Time to think as a region

Published 12:00 am Wednesday, September 15, 2004

Staff report

Former Mayor E. Dana Dickens III said Monday that a sense of regional citizenship is essential to any effort to move Hampton Roads’ economy forward.

Like it or not and for good or ill – we like it and think it’s good – the communities and the people of Hampton Roads have to begin thinking and acting more as if we are a single entity, rather than some sort of loose confederation.

Email newsletter signup

A group called the Future of Hampton Roads is trying to make that happen and appears to be headed in the right direction. After a year of preparation in which it held three forums which invited 1,200 participants, and extensive surveys and research, FHR is holding what will likely be the first of many meetings this week at which leadership organizations such as Suffolk Tomorrow will begin laying the groundwork to accomplish that goal.

FHR board member Jim Babcock, who spoke to an audience of city officials and civic leaders Monday at Obici Hospital, said the group will be specifically analyzing how Hampton Roads is organized regionally with goals of accelerating economic development; identifying additional regional cooperation opportunities to save tax money and making decision-making faster; and creating a stronger regional voice for the region, particularly in the General Assembly.

■ **GIVEN DATA**
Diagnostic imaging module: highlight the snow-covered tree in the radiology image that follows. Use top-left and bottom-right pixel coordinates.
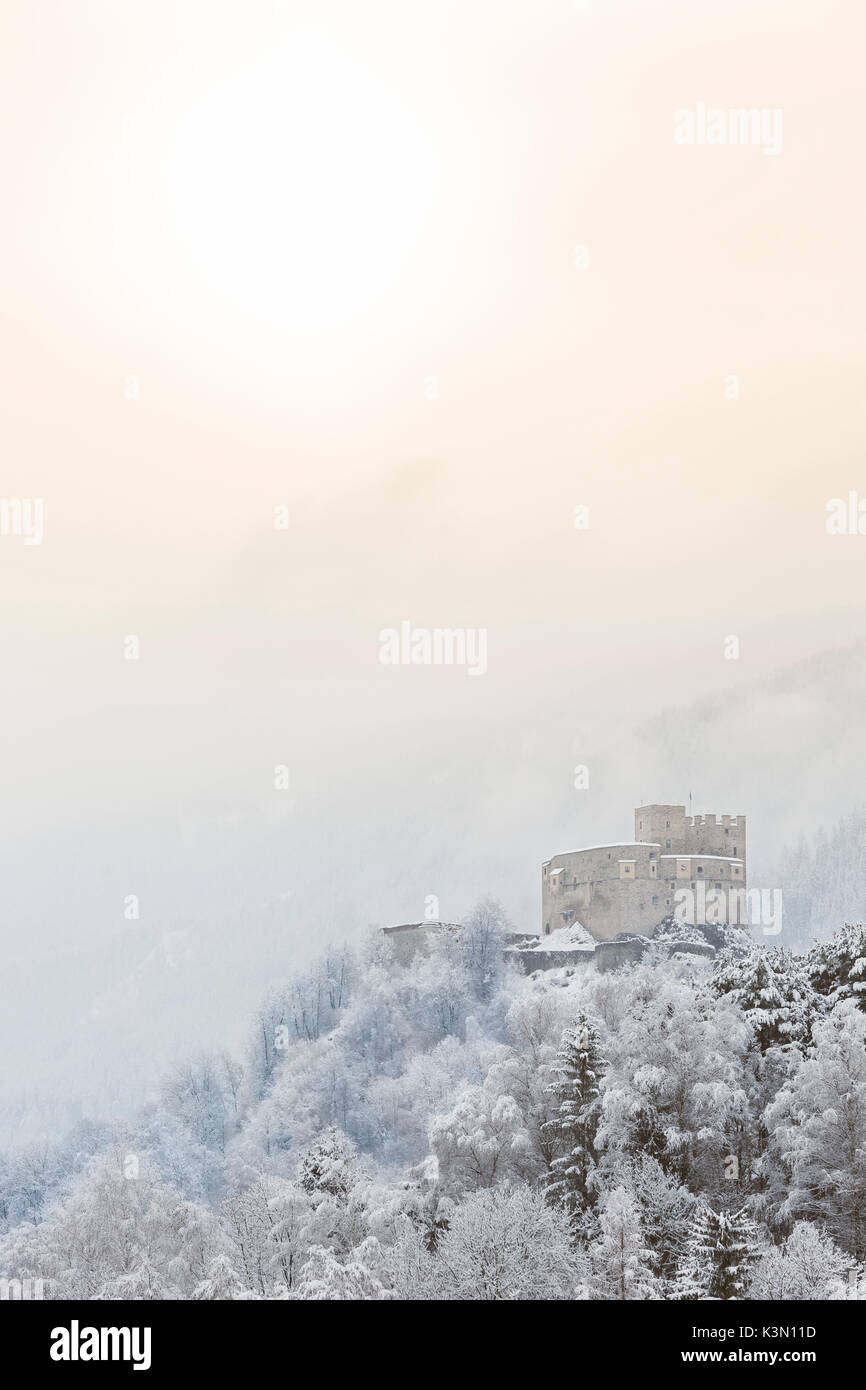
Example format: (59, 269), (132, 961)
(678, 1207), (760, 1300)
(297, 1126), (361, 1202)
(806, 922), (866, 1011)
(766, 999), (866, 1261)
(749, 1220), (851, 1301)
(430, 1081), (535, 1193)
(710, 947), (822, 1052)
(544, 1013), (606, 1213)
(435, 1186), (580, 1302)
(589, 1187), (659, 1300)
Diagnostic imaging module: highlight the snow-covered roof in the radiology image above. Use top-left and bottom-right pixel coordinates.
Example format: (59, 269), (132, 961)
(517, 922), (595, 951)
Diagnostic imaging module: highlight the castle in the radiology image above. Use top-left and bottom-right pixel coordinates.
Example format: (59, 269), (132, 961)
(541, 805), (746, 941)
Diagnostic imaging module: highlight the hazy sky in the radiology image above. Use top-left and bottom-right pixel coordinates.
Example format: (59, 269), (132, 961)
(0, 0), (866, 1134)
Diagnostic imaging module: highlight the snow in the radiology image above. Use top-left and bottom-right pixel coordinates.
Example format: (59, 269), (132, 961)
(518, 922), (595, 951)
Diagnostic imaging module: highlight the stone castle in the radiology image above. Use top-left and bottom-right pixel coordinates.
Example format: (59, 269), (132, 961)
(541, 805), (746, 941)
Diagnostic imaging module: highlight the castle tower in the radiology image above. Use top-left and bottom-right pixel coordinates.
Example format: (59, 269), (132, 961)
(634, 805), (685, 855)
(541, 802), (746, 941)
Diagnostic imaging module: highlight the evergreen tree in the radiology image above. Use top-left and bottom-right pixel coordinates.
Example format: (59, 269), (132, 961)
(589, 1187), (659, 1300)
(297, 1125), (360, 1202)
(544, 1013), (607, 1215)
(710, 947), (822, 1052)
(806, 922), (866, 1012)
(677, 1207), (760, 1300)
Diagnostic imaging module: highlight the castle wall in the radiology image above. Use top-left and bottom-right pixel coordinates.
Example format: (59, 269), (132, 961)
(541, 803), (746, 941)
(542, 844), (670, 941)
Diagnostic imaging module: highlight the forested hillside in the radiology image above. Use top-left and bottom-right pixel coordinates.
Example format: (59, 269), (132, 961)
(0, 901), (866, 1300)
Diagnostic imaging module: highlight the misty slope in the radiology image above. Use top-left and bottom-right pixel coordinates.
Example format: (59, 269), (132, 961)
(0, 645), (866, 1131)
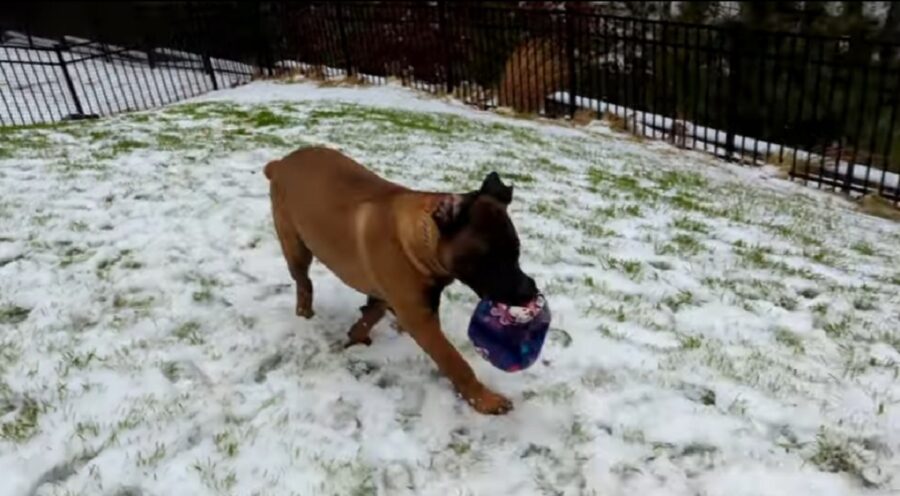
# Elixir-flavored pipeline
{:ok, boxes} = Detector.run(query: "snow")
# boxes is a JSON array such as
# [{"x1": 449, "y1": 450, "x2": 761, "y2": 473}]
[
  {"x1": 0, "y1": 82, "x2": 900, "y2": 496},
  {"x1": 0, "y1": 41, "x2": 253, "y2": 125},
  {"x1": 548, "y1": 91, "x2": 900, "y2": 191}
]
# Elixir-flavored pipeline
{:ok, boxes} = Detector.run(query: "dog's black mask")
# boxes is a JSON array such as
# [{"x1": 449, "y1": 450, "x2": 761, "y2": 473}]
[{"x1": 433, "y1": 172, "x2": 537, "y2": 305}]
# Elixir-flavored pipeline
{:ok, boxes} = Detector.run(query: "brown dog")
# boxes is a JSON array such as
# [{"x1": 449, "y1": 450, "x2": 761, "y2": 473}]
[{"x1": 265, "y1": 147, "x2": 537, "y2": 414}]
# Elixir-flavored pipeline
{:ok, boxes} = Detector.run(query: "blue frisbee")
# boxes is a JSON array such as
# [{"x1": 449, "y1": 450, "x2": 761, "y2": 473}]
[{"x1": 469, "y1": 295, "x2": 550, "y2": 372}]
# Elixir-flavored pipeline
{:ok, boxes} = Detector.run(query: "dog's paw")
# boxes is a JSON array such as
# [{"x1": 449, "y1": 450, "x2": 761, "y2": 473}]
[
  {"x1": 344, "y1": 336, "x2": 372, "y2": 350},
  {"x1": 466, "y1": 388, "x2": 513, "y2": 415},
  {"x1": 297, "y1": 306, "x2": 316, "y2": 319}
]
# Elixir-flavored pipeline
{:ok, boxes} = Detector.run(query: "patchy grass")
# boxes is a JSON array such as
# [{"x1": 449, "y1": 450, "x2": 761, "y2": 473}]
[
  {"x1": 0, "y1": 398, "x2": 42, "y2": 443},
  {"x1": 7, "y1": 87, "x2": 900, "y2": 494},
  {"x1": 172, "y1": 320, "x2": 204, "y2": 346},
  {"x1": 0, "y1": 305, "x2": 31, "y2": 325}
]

■ **AIM OF THE EXERCISE**
Reproduce the full editorial on Hampton Roads regional thinking word for word. The lines above are separate material and unrelated to the editorial on Hampton Roads regional thinking.

■ **COMPLETED EXERCISE**
Time to think as a region

Published 12:00 am Wednesday, September 15, 2004

Staff report

Former Mayor E. Dana Dickens III said Monday that a sense of regional citizenship is essential to any effort to move Hampton Roads’ economy forward.

Like it or not and for good or ill – we like it and think it’s good – the communities and the people of Hampton Roads have to begin thinking and acting more as if we are a single entity, rather than some sort of loose confederation.

Email newsletter signup

A group called the Future of Hampton Roads is trying to make that happen and appears to be headed in the right direction. After a year of preparation in which it held three forums which invited 1,200 participants, and extensive surveys and research, FHR is holding what will likely be the first of many meetings this week at which leadership organizations such as Suffolk Tomorrow will begin laying the groundwork to accomplish that goal.

FHR board member Jim Babcock, who spoke to an audience of city officials and civic leaders Monday at Obici Hospital, said the group will be specifically analyzing how Hampton Roads is organized regionally with goals of accelerating economic development; identifying additional regional cooperation opportunities to save tax money and making decision-making faster; and creating a stronger regional voice for the region, particularly in the General Assembly.